▶ _WHAT YOU SHOULD DO_:
Write out the records once more, exactly as given.
[Opening SOURCE MATERIAL section]
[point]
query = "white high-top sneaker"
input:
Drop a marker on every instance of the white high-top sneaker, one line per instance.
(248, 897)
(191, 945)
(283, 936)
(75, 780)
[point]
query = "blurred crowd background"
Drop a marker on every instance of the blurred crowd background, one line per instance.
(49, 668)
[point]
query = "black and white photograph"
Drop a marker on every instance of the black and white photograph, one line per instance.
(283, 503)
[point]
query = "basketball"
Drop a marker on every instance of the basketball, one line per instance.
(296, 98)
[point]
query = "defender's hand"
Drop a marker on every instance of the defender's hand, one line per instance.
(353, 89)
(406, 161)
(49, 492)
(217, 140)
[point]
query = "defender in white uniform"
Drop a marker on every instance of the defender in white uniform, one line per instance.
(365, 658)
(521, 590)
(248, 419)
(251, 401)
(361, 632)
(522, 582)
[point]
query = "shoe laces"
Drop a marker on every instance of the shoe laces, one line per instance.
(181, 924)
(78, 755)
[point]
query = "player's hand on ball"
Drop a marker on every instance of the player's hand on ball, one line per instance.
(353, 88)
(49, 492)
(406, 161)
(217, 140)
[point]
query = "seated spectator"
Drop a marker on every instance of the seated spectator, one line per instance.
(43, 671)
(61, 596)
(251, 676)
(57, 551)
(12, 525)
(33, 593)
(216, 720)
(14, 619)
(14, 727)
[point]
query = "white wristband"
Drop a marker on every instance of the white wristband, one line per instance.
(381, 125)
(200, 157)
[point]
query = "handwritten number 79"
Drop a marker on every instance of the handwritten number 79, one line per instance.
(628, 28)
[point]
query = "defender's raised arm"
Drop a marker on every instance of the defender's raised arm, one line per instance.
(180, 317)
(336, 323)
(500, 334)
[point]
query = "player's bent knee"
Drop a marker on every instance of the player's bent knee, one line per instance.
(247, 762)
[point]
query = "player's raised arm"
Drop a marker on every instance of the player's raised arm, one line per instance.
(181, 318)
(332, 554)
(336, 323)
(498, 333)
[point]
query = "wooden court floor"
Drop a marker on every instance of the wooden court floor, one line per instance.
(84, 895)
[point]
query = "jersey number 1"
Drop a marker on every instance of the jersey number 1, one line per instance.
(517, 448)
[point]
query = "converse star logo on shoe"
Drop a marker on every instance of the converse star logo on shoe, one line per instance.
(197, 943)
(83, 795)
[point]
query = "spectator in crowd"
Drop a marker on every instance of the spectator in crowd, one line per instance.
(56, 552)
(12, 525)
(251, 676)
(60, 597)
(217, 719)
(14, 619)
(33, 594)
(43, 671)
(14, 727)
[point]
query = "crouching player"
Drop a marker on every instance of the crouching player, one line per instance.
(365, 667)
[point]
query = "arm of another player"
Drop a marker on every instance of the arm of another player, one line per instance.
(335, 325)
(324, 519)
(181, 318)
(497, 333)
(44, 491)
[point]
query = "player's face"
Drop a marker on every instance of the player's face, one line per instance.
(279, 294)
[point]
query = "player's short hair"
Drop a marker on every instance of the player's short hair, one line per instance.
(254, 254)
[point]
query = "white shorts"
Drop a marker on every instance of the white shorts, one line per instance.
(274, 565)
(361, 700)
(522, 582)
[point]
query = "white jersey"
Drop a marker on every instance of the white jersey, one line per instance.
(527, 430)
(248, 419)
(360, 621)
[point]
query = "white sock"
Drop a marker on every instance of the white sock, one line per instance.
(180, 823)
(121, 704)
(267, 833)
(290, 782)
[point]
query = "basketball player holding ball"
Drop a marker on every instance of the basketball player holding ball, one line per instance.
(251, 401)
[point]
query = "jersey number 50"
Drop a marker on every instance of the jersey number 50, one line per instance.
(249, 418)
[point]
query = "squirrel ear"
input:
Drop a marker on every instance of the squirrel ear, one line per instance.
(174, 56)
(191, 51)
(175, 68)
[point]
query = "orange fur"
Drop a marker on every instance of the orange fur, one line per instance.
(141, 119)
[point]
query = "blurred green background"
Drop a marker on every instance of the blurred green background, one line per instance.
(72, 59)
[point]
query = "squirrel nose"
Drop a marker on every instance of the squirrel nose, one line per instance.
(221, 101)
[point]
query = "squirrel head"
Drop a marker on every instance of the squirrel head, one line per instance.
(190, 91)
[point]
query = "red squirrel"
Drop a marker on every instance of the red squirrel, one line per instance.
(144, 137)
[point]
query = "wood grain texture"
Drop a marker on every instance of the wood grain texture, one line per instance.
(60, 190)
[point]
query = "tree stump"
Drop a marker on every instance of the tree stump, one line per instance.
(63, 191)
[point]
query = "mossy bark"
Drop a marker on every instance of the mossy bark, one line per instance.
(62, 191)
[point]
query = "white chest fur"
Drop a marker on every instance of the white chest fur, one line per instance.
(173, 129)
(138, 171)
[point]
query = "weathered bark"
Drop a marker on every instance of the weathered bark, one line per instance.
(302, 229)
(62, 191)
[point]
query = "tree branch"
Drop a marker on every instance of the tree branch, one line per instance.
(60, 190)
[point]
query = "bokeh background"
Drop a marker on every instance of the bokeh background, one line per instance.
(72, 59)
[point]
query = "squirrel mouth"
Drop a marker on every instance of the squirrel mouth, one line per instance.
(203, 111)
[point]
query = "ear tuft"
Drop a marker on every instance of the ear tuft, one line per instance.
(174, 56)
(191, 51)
[Closing SOURCE MATERIAL section]
▶ _SOLUTION BELOW_:
[point]
query = "white high-top sneaker"
input:
Drop a marker on every instance of the white high-top sneaker, one line per instance.
(248, 897)
(191, 945)
(283, 936)
(75, 780)
[point]
query = "blurred crowd background"
Drop a marker on every instance of the blurred crowd background, one line per instance.
(49, 668)
[point]
query = "black and white photograph"
Drop a marker on every instance of the black and white photograph, one line per instance.
(283, 503)
[point]
query = "basketball"
Drop a marker on every instance of the basketball, one line per instance.
(296, 98)
[point]
query = "defender's hand"
Drop a marker on every instance of the defender's hand, one line per instance.
(353, 89)
(406, 161)
(49, 492)
(217, 140)
[point]
query = "defender in white uniform"
Drop a marker on every instance of the defender in white uniform, one line per instance.
(365, 658)
(521, 590)
(248, 419)
(251, 401)
(361, 632)
(522, 582)
[point]
query = "shoe laces"
Drop a marker on every instance of the shoe laces, one line per instance.
(181, 924)
(78, 755)
[point]
query = "player's hand on ball"
Drop a marker on every instance of the player's hand on ball, one line per instance.
(353, 88)
(49, 492)
(406, 161)
(217, 140)
[point]
query = "seated spectator"
Drop a marker on every instance of the seated spectator, one line per instance.
(43, 671)
(61, 596)
(251, 676)
(57, 551)
(12, 525)
(33, 593)
(216, 720)
(14, 619)
(14, 727)
[point]
query = "white wristband"
Drop a marker on every instance of the white wristband, one line per instance.
(381, 125)
(200, 157)
[point]
query = "handwritten number 79"
Drop a marker on every instance of the handwritten number 79, one line per instance.
(628, 28)
[point]
query = "defender's raised arm"
Drop a marker on every instance of the defender's raised arm, one line per instance.
(180, 317)
(336, 323)
(500, 334)
[point]
query = "player's bent knee"
Drop a marker on every instance of the player's bent knee, one line per instance.
(247, 762)
[point]
query = "player's raised arm"
Drop a marker on every instance of the player's raised arm, one line per instance.
(181, 318)
(332, 554)
(336, 323)
(498, 333)
[point]
query = "wooden court floor"
Drop a marker on every instance of the wooden court floor, one line per instance.
(84, 895)
[point]
query = "jersey number 1"
Drop a marker on every instance of the jersey number 1, one line per instance.
(517, 448)
[point]
query = "converse star logo on shoe"
Drop a marker on every instance of the converse star logo on shoe, one line per instance.
(197, 943)
(83, 795)
[point]
query = "spectator in crowd"
Drop a marker on every instance of the spectator in crowd, one line per instance.
(56, 552)
(12, 525)
(251, 676)
(60, 597)
(217, 719)
(14, 619)
(33, 594)
(43, 671)
(14, 727)
[point]
query = "crouching player"
Drop a marker on every instance of the crouching player, one line per instance.
(365, 667)
[point]
query = "arm of another player"
Drop a marker on every instance of the arm of another player, one line per instance.
(335, 325)
(324, 519)
(181, 318)
(497, 333)
(44, 491)
[point]
query = "player's face"
Drop a marker on every instance of the player's face, one line per instance.
(279, 294)
[point]
query = "player's short hair"
Drop a marker on every instance of the player's short hair, one line per instance.
(254, 254)
[point]
query = "white shorts"
Drop a marker on every instance of the white shorts, one line per instance.
(274, 565)
(361, 700)
(522, 582)
[point]
query = "white jersey"
Drop a marker on every instance of the white jersey, one line per instance.
(527, 430)
(248, 419)
(360, 621)
[point]
query = "white sock"
Drop a marker on every instance of the white sock, one line per instance.
(180, 823)
(121, 704)
(267, 833)
(290, 782)
[point]
query = "basketball player holding ball"
Drop a marker on every instance of the basketball player holding ball, one line per instance.
(251, 401)
[point]
query = "jersey number 50"
Drop a marker on every instance of the jersey number 50, one line per instance.
(249, 418)
[point]
query = "squirrel ear"
input:
Drop a marker on every instance of the squirrel ear, one line per instance.
(174, 56)
(191, 51)
(175, 68)
[point]
query = "orange fur"
Drop a marker on every instance of the orange fur, one line per instance.
(141, 119)
[point]
query = "blurred green background"
Drop a marker on every instance of the blurred green background, one line per instance.
(72, 59)
[point]
query = "squirrel nose"
Drop a marker on every instance of the squirrel nose, one line per instance.
(221, 101)
[point]
query = "squirrel head"
Drop a marker on every instance of the squirrel head, one line per instance.
(190, 91)
[point]
query = "red squirrel"
Drop a marker on every instance of the red squirrel, one line per instance.
(144, 137)
[point]
query = "wood grain texture"
Drop a marker on every instance of the wood grain texture, one line per instance.
(60, 190)
[point]
query = "tree stump"
Drop a marker on every instance of the tree stump, one line per instance.
(63, 191)
[point]
query = "mossy bark"
Drop a marker on every instance of the mossy bark, one line per instance.
(62, 191)
[point]
query = "white chest fur"
Drop a marker on every instance of the white chest fur, one line per instance.
(173, 129)
(138, 171)
[point]
query = "weathered bark"
Drop a marker on every instance of the weathered bark, one line per instance.
(302, 229)
(62, 191)
[point]
query = "tree branch"
Drop a marker on every instance of the tree branch, one line per instance.
(60, 190)
[point]
query = "bokeh background"
Drop a marker on every instance of the bokeh background, one line per instance.
(72, 59)
[point]
query = "squirrel mouth"
Drop a marker on every instance of the squirrel mouth, one line per instance.
(203, 111)
[point]
query = "ear tuft"
Drop a marker on every instance of the ear tuft, one line per instance.
(174, 56)
(191, 51)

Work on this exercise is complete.